* Problem *
Extract the data exactly, missing nothing.

* Data provided *

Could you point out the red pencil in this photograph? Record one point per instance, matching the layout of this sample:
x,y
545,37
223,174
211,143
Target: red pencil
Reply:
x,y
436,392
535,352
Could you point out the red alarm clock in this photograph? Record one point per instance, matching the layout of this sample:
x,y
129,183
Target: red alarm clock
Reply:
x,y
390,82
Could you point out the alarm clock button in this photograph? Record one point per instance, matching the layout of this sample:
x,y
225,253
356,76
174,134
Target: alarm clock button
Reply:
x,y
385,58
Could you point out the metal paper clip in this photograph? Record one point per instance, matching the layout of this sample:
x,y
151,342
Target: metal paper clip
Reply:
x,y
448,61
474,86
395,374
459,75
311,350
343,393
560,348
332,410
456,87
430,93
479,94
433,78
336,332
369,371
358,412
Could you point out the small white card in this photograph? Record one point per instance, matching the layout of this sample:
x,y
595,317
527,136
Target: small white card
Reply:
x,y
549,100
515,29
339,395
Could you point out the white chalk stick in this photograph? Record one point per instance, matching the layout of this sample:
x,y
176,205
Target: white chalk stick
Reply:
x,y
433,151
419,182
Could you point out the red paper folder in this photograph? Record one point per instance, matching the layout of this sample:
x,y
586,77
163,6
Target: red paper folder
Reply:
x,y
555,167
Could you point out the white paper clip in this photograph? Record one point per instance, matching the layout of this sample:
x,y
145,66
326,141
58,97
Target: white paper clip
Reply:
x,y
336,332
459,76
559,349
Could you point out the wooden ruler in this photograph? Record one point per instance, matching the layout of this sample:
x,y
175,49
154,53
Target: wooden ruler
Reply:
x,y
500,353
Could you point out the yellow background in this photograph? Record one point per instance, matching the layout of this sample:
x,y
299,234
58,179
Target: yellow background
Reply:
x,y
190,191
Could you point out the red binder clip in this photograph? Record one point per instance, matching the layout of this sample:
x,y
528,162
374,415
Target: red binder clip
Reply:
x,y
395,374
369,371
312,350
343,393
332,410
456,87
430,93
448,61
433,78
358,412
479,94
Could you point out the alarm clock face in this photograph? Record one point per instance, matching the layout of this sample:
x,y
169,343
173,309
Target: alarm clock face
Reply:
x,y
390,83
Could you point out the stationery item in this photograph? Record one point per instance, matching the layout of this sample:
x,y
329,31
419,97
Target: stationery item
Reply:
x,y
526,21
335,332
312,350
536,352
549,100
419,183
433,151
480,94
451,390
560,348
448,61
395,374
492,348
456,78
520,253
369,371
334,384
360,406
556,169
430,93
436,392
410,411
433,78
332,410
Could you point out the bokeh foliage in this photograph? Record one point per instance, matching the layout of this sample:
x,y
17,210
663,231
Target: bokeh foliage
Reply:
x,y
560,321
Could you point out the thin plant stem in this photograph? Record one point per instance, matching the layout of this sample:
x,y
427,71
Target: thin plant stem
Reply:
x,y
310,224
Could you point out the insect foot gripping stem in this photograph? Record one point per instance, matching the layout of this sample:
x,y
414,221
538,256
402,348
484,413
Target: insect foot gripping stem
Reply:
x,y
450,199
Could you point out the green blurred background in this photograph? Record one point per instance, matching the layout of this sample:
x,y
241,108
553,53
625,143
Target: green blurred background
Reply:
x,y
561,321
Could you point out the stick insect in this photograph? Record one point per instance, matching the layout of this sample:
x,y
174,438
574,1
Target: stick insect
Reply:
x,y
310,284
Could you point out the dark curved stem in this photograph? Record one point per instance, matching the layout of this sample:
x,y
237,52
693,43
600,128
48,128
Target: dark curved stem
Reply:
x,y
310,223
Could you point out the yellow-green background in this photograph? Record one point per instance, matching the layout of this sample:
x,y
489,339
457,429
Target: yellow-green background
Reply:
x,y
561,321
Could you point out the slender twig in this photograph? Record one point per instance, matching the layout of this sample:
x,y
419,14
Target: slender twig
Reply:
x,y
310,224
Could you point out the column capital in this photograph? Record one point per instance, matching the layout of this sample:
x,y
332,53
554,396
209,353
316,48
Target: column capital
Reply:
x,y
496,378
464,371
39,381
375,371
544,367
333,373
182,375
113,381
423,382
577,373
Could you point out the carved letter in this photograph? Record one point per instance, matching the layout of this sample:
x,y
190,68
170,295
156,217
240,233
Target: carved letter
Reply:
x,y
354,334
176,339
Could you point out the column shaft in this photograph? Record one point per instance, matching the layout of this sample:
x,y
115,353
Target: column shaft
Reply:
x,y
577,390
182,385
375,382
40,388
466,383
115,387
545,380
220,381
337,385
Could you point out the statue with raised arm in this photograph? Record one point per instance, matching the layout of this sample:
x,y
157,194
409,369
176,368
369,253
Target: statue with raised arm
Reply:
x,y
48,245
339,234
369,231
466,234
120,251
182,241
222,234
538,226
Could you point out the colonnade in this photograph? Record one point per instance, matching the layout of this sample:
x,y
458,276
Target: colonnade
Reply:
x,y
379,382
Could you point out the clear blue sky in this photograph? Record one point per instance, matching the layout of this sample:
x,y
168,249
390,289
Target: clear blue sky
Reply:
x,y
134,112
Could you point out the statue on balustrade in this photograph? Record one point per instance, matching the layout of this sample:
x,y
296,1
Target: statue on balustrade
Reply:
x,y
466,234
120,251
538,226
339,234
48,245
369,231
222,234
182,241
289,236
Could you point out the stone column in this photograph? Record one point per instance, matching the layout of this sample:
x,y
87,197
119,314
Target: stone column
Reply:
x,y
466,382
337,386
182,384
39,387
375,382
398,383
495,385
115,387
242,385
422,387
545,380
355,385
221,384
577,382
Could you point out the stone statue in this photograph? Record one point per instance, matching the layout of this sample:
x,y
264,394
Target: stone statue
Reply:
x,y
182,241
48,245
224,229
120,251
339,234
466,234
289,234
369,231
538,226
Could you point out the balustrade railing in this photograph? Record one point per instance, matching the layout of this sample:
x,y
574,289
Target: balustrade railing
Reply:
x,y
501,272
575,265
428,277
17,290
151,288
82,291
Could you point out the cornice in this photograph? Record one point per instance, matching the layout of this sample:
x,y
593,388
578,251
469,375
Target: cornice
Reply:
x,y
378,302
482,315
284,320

* Finished answer *
Could you point out the red pencil in this photograph? Record one point per instance, matching the layout of this sample:
x,y
545,37
223,174
211,143
Target: red pencil
Reply:
x,y
436,392
535,352
Could you point out the red alarm clock in this photograph? Record one point per instance, matching the layout of this sample:
x,y
129,183
Target: red alarm clock
Reply:
x,y
390,82
Could you point out the alarm clock button in this photograph? Record one point per instance, matching the layout of this sample:
x,y
225,253
356,76
174,134
Target: alarm clock button
Reply:
x,y
385,58
Could you point out the metal paper clip in this photograph? Record one point per instance, matching the layout of this sample:
x,y
151,342
Target: metal paper clip
Reply:
x,y
448,61
474,86
395,374
459,75
311,350
343,393
560,348
332,410
456,87
430,93
479,94
433,78
336,332
369,371
358,412
Could you point out the small white card in this photograph? Record one point per instance, matching the layout of this sample:
x,y
595,317
527,136
Target: small white card
Reply:
x,y
549,100
515,29
339,395
Could you point out the white chalk stick in this photograph? Record one point per instance, matching the layout of this sample:
x,y
176,205
Target: white chalk stick
Reply:
x,y
433,151
419,182
Could you point out the red paper folder in this photograph? Record one point per instance, matching the layout of this sample:
x,y
586,77
163,6
Target: red paper folder
Reply:
x,y
555,167
Could you point out the white paper clip in this photograph? Record one point per instance, matching the layout of this sample:
x,y
145,66
326,141
58,97
Target: white paper clip
Reply:
x,y
336,332
459,76
559,349
Could you point out the wooden ruler in this photograph? Record one point per instance, matching the layout of this sample:
x,y
175,49
154,53
Target: wooden ruler
Reply:
x,y
500,353
Could you point out the yellow background in this photograph? Record one point per instance, matching the layout of this sample:
x,y
299,234
58,179
Target: yellow background
Reply:
x,y
190,191
Could you point out the red binder clip in this photograph? Record one point per instance, matching the layout of this sample:
x,y
528,162
374,415
Target: red binder clip
Reply:
x,y
395,374
369,371
312,350
343,393
332,410
456,87
430,93
448,61
433,78
358,412
479,94
Could you point out the alarm clock face in this photograph? Record one point per instance, matching the layout of this sample:
x,y
169,343
173,309
Target: alarm clock face
Reply:
x,y
390,83
Could you point out the stationery item in this photograph? Record one point per instance, matching the layout of this sample:
x,y
329,31
419,97
Target: stationery item
Reply:
x,y
526,21
335,332
312,350
536,352
549,100
419,183
433,151
480,94
451,390
560,348
448,61
395,374
492,348
456,78
520,253
369,371
334,384
360,406
556,169
430,93
436,392
410,411
433,78
332,410
Could you point out the bokeh foliage in this photograph? Record one point per instance, matching the layout of this sample:
x,y
17,210
663,231
Target: bokeh foliage
Reply:
x,y
560,321
Could you point out the thin plant stem in this photograph? Record one point per instance, matching the layout of this sample:
x,y
427,71
Target: thin plant stem
Reply:
x,y
310,224
Could you point out the insect foot gripping stem in this photograph? Record one point per instance, matching the layout of this sample:
x,y
414,221
538,256
402,348
484,413
Target: insect foot gripping stem
Reply:
x,y
450,199
Could you point out the green blurred background in this photograph? Record one point per instance, matching the layout of this sample:
x,y
241,108
553,53
625,143
Target: green blurred background
Reply:
x,y
561,321
Could you point out the stick insect in this photograph? Record one point per instance, matching the layout of this sample:
x,y
174,438
574,1
Target: stick insect
Reply:
x,y
310,284
Could you point out the dark curved stem in this photograph? Record one point per instance, matching the layout of this sample:
x,y
237,52
693,43
600,128
48,128
Target: dark curved stem
Reply:
x,y
310,223
Could you point out the yellow-green background in this photograph? Record one point per instance, matching the layout of this sample:
x,y
489,339
457,429
Target: yellow-green background
Reply:
x,y
561,321
Could you point out the slender twig in this photograph? Record one point per instance, matching the layout of this sample:
x,y
419,14
Target: slender twig
Reply:
x,y
310,224
Could you point out the column capital in this photograph? Record one point per instance, matching the layout of this sample:
x,y
332,53
554,396
209,353
316,48
Target: column capital
Reply:
x,y
496,378
464,371
39,381
375,371
544,367
333,373
182,375
113,381
423,382
577,373
Could you point out the carved letter in this photograph? Record one point per instance, matching the layout of this sample:
x,y
190,68
170,295
156,217
240,233
Target: carved letter
Reply:
x,y
354,334
176,339
Could you point out the column shaft in this photograph? Record one point per instance, matching the layout of this sample:
x,y
115,353
Target: column shaft
Reply:
x,y
577,390
182,385
375,382
40,388
466,383
115,387
545,380
220,381
337,385
Could you point out the statue with raised arm in this photograph? Record one point per instance, matching the layout of this sample:
x,y
157,194
409,369
176,368
369,253
Target: statue with raised arm
Reply:
x,y
48,245
339,234
369,231
466,234
120,251
182,241
222,234
538,226
Could you point out the colonnade in this photograph? Record one point per instance, matching the layout of this sample:
x,y
458,276
Target: colonnade
Reply:
x,y
379,382
Could you point out the clear blue sky in this photograph? Record one point per instance, matching the layout of this sample:
x,y
168,249
390,289
Target: clear blue sky
Reply:
x,y
134,112
Could you point out the statue on balustrade in this photograph? Record one point per instance, matching the layout of this sample:
x,y
296,1
Target: statue on balustrade
Reply:
x,y
466,234
120,251
538,226
339,234
48,245
369,231
222,234
182,241
289,236
Could you point out the stone column in this photograph? Record one point per instance, matching the layout of this sample:
x,y
87,197
119,314
Target: stone column
Reply:
x,y
466,382
337,386
182,384
39,387
375,382
398,383
495,385
115,387
242,385
422,387
545,380
355,385
221,384
577,382
Could you point out the stone statue in this photograph? Record one point per instance, matching the layout of this sample:
x,y
264,394
Target: stone statue
Reply:
x,y
182,241
48,245
224,229
120,251
339,234
466,234
289,234
369,231
538,226
Could you point out the balustrade railing in this photograph? Record one point per instance, matching the layout of this sample:
x,y
574,289
Target: balustrade railing
Reply:
x,y
501,272
575,265
428,277
17,290
151,288
82,291
Could you point out the cornice in this photograph? Record one point per instance, matching the layout of this sample:
x,y
593,388
578,251
469,375
Target: cornice
Reply:
x,y
378,302
482,315
284,320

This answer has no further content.